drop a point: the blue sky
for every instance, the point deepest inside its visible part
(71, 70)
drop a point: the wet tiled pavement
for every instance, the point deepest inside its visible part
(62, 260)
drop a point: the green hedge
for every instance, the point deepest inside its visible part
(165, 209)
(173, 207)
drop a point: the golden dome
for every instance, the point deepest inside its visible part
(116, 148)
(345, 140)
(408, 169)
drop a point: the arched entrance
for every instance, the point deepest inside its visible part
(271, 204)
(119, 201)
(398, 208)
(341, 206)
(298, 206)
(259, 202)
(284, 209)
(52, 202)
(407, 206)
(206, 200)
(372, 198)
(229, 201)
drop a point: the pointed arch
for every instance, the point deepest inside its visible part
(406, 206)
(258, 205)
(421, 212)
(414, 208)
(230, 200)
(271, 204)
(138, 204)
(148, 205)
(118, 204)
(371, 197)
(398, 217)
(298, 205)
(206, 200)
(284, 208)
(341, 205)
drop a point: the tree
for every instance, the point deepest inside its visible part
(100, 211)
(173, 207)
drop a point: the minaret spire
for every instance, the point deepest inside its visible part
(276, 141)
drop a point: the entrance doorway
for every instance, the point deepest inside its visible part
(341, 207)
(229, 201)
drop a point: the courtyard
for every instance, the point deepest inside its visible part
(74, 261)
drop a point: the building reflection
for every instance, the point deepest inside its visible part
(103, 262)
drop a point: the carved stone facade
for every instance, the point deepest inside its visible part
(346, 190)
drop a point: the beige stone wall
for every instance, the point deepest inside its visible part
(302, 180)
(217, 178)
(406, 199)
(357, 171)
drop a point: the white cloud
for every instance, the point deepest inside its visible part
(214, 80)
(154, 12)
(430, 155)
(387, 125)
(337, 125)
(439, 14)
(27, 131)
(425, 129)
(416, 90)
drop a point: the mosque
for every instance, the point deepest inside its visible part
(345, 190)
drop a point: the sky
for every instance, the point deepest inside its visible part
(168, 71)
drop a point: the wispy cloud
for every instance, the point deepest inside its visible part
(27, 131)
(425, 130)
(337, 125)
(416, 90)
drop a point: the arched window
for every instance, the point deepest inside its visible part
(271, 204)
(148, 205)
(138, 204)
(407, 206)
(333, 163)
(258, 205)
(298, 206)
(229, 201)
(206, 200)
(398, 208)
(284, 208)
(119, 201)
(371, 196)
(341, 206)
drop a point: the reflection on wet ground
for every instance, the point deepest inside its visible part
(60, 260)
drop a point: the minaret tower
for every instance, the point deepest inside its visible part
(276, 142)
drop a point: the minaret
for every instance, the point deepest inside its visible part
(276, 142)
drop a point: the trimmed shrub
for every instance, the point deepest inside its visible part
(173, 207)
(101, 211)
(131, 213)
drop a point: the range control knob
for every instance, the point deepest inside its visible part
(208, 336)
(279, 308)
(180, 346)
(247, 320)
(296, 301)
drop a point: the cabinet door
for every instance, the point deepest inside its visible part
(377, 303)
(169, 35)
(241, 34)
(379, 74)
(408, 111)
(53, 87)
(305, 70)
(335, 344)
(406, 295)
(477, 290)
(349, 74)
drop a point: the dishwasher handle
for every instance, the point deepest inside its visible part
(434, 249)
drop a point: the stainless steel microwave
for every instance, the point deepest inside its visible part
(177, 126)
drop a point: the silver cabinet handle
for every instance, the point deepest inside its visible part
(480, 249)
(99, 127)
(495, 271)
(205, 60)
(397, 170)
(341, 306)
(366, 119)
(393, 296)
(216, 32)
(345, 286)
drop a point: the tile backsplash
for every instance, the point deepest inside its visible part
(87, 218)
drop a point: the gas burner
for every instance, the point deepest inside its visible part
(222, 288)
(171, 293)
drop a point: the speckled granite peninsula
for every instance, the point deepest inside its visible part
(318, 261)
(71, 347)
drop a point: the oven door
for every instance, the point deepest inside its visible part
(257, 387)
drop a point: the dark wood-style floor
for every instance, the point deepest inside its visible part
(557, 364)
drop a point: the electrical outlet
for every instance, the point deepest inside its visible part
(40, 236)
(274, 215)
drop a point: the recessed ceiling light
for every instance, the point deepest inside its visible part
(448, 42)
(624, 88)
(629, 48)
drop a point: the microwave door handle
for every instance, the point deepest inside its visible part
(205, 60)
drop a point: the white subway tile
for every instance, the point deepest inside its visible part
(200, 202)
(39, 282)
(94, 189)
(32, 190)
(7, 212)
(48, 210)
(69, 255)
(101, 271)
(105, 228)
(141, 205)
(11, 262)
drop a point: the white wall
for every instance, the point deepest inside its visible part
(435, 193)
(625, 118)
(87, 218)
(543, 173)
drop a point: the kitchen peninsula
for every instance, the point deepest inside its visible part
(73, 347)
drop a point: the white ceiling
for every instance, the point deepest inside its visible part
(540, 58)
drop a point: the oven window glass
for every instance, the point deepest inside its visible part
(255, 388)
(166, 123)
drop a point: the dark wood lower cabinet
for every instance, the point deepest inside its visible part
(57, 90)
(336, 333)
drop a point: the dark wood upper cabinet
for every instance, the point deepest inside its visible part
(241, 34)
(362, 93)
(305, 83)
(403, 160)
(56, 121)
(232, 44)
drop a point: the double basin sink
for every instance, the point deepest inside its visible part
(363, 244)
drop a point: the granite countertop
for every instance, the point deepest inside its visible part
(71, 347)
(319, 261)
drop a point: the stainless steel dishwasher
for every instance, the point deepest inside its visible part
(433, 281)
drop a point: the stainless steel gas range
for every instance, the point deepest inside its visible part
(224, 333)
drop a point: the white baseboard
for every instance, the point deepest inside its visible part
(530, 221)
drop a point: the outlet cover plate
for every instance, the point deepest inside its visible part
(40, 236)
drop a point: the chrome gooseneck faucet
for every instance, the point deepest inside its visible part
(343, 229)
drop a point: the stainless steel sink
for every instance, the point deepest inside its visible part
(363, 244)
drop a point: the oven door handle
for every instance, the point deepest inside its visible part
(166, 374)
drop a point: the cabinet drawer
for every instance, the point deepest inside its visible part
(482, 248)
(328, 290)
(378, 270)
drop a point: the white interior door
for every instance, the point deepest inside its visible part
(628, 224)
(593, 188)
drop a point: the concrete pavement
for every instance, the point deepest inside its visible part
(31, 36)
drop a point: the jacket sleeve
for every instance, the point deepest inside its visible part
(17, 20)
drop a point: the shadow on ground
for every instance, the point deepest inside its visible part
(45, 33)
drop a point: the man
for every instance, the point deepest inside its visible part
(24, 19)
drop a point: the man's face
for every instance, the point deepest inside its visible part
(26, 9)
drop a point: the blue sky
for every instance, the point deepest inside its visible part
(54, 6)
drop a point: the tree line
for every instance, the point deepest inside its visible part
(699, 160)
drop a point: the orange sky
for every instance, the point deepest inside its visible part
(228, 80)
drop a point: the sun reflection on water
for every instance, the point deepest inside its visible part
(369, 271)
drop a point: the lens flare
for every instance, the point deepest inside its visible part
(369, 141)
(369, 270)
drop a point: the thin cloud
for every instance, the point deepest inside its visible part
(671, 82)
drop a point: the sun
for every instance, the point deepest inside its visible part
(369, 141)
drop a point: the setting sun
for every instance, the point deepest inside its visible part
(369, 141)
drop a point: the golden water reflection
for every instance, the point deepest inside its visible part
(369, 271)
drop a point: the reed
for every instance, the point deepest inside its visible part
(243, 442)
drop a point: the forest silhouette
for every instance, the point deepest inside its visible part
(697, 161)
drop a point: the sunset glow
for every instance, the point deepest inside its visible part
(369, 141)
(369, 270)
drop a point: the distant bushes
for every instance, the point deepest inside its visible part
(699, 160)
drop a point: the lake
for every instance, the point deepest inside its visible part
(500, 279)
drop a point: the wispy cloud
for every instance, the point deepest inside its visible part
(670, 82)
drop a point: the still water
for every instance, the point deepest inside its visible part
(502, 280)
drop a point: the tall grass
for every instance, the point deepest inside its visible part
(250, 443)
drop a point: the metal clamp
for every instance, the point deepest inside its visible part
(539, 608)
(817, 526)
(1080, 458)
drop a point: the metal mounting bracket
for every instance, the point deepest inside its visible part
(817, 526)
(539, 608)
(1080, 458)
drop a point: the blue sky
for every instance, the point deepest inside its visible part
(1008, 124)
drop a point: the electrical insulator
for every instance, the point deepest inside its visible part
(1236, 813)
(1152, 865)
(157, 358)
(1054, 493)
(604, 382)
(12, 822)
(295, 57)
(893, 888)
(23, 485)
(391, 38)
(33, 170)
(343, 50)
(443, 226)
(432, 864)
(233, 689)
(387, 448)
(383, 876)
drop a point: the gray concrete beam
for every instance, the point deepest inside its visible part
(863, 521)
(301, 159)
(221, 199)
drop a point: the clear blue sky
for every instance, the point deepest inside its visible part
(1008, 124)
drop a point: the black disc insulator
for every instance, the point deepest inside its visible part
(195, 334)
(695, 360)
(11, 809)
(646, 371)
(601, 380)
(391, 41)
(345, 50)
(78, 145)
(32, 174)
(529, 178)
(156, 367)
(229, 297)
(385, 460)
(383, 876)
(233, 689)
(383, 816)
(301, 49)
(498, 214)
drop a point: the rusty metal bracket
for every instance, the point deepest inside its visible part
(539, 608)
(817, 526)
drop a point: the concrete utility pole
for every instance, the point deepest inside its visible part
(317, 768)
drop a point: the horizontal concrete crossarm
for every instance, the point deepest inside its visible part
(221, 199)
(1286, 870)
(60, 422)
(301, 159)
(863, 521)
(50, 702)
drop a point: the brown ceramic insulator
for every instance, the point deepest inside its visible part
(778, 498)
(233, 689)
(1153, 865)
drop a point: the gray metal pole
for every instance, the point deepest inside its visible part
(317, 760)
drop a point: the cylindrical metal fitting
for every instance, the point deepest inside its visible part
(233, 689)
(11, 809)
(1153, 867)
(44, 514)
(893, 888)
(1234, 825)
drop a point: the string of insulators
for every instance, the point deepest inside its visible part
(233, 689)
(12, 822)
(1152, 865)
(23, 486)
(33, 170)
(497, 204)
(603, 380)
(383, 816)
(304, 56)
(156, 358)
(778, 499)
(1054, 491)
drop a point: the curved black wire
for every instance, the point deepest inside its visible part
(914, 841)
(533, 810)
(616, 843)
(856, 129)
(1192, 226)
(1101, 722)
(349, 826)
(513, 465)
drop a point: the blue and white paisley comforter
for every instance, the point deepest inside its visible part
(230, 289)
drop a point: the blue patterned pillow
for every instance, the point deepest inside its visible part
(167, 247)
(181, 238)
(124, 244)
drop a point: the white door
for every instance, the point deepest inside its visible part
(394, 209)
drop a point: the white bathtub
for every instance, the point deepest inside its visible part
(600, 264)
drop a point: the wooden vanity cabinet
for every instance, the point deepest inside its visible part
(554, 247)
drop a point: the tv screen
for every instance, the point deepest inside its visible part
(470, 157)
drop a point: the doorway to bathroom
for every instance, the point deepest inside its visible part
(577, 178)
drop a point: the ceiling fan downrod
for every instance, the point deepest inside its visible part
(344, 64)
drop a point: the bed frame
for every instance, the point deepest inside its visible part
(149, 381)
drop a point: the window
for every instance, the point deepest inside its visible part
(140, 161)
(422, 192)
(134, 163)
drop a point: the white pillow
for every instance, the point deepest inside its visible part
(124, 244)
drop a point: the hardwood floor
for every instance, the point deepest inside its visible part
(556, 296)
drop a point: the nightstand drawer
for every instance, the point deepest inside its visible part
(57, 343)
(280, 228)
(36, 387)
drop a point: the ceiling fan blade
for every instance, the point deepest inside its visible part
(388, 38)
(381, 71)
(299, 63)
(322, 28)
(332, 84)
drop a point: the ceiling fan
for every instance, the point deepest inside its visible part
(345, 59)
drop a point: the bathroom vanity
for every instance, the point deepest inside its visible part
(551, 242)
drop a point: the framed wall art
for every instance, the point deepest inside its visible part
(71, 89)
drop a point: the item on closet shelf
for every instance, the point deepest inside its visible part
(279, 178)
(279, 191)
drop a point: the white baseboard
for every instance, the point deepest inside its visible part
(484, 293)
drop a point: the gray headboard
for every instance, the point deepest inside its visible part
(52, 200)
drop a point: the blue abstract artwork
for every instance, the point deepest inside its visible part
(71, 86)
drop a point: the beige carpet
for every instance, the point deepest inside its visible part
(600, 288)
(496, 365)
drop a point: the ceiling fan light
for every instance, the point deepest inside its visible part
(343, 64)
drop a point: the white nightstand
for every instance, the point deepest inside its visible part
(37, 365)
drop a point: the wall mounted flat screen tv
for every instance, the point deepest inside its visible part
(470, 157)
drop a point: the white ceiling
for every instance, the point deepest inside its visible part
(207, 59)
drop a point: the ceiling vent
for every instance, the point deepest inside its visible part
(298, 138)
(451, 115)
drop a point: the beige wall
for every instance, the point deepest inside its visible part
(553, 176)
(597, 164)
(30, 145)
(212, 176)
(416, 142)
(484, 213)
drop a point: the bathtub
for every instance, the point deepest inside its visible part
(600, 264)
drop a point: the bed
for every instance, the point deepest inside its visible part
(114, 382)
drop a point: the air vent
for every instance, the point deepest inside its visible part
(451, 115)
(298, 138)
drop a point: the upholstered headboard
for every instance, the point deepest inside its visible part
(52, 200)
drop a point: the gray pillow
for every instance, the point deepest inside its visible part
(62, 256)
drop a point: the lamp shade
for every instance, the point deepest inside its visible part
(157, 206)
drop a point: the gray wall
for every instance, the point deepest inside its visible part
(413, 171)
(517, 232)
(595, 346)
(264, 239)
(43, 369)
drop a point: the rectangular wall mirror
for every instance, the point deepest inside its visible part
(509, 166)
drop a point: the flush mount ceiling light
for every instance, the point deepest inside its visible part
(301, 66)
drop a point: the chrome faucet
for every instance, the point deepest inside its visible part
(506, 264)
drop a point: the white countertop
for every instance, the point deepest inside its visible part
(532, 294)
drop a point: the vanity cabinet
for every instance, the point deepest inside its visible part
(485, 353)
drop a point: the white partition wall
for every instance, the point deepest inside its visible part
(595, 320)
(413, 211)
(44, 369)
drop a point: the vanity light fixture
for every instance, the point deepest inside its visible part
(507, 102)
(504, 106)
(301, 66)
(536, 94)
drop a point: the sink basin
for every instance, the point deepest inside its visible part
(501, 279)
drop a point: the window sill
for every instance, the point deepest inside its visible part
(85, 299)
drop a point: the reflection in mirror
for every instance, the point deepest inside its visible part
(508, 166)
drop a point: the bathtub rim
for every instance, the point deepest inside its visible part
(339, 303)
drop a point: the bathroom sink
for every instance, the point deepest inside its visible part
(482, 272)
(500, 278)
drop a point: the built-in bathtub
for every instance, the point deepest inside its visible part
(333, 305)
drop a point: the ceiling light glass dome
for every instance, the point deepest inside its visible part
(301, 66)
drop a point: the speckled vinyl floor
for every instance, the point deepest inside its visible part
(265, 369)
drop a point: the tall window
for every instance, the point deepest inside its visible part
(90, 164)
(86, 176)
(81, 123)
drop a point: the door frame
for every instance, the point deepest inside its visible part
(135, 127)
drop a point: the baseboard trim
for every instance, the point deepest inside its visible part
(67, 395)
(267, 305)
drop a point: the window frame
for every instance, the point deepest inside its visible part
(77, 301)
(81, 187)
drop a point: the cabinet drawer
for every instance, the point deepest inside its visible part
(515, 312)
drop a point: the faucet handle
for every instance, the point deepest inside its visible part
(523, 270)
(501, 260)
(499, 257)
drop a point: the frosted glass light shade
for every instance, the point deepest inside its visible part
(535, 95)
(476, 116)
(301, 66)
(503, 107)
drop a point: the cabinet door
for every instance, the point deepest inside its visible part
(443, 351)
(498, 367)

= = = = = = =

_Job_.
Put every line of the data into a JSON list of strings, one string per line and skipping blank lines, starting at the line containing "drop a point: the white partition wall" and running through the final line of the data.

_Exercise solution_.
[
  "drop a point: the white partition wall",
  "for every instance, the point deepest inside its visible part",
  "(595, 320)",
  "(413, 211)",
  "(44, 369)",
  "drop a point: the vanity light fixture",
  "for every instance, the point deepest inside its visible part",
  "(507, 102)",
  "(504, 106)",
  "(301, 66)",
  "(536, 94)",
  "drop a point: the sink basin",
  "for every instance, the point deepest inside its visible part",
  "(501, 279)",
  "drop a point: the window sill",
  "for every instance, the point deepest inside its visible part",
  "(85, 299)",
  "drop a point: the reflection in mirror",
  "for every instance, the point deepest inside its visible part",
  "(508, 166)",
  "drop a point: the bathtub rim",
  "for every instance, the point deepest inside its visible part",
  "(339, 303)",
  "drop a point: the bathroom sink",
  "for every instance, the point deepest inside its visible part",
  "(482, 272)",
  "(500, 278)",
  "drop a point: the built-in bathtub",
  "for every instance, the point deepest inside its visible part",
  "(333, 305)",
  "drop a point: the ceiling light glass dome",
  "for every instance, the point deepest inside its visible part",
  "(301, 66)",
  "drop a point: the speckled vinyl floor",
  "for every instance, the point deepest inside its visible part",
  "(265, 369)",
  "drop a point: the tall window",
  "for every instance, the point deepest inside its visible part",
  "(90, 164)",
  "(86, 176)",
  "(81, 123)",
  "drop a point: the door frame",
  "for every instance, the point deepest inside its visible part",
  "(135, 127)",
  "drop a point: the baseboard trim",
  "for every instance, the point deepest inside its visible part",
  "(67, 395)",
  "(267, 305)",
  "drop a point: the window frame",
  "for every instance, the point deepest inside its visible part",
  "(77, 301)",
  "(81, 187)",
  "drop a point: the cabinet drawer",
  "for every instance, the point deepest inside its visible part",
  "(515, 312)",
  "drop a point: the faucet handle",
  "for every instance, the point deepest inside its visible part",
  "(523, 270)",
  "(501, 260)",
  "(499, 257)",
  "drop a point: the frosted glass light shade",
  "for every instance, the point deepest inside its visible part",
  "(535, 95)",
  "(476, 116)",
  "(301, 66)",
  "(503, 107)",
  "drop a point: the cabinet door",
  "for every instance, the point deepest inside its visible part",
  "(443, 351)",
  "(498, 367)"
]